Short exercise — Rewrite the records as a Markdown table with a Row column for a running number and a Line column for the text. Start at the line with "tower you can see.", go up to and including the last line of the records, and leave out blank lines.

Provided information —
- - -

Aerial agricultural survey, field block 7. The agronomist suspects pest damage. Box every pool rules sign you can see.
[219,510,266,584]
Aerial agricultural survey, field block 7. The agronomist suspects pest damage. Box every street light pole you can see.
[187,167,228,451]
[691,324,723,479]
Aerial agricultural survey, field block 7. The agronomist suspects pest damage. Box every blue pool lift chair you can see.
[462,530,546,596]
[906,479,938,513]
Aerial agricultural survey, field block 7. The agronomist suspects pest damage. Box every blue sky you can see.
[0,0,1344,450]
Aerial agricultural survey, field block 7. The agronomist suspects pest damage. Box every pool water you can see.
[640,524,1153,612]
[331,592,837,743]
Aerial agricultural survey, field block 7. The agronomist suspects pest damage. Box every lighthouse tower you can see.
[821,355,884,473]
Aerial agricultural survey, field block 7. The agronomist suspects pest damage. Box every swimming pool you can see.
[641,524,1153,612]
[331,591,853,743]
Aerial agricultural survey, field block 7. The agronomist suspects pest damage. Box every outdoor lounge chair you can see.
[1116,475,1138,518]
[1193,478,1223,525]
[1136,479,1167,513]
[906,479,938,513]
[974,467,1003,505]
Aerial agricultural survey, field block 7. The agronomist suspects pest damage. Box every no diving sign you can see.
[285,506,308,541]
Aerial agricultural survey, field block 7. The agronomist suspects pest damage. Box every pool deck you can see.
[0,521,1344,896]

- - -

Correct output —
| Row | Line |
|---|---|
| 1 | Aerial agricultural survey, field block 7. The agronomist suspects pest damage. Box every lighthouse tower you can see. |
| 2 | [821,355,884,473] |
| 3 | Aerial agricultural survey, field block 7. The agronomist suspects pest damage. Box every swimming pool you can see. |
| 4 | [641,524,1153,612] |
| 5 | [331,591,853,743] |
| 6 | Aerial agricultural survey, field block 7. The agronomist suspects pest damage. Box every outdoor lounge chair you can see. |
| 7 | [1116,475,1138,518] |
| 8 | [1193,478,1223,525] |
| 9 | [1136,479,1167,513] |
| 10 | [906,479,938,513] |
| 11 | [974,467,1003,505] |
| 12 | Aerial agricultural survey, field block 7. The agronomist suspects pest damage. Box every no diving sign you can see. |
| 13 | [285,506,308,541] |
| 14 | Aerial agricultural survey, field block 7. The agronomist suspects pest damage. Box every pool deck you can see. |
| 15 | [0,521,1344,896] |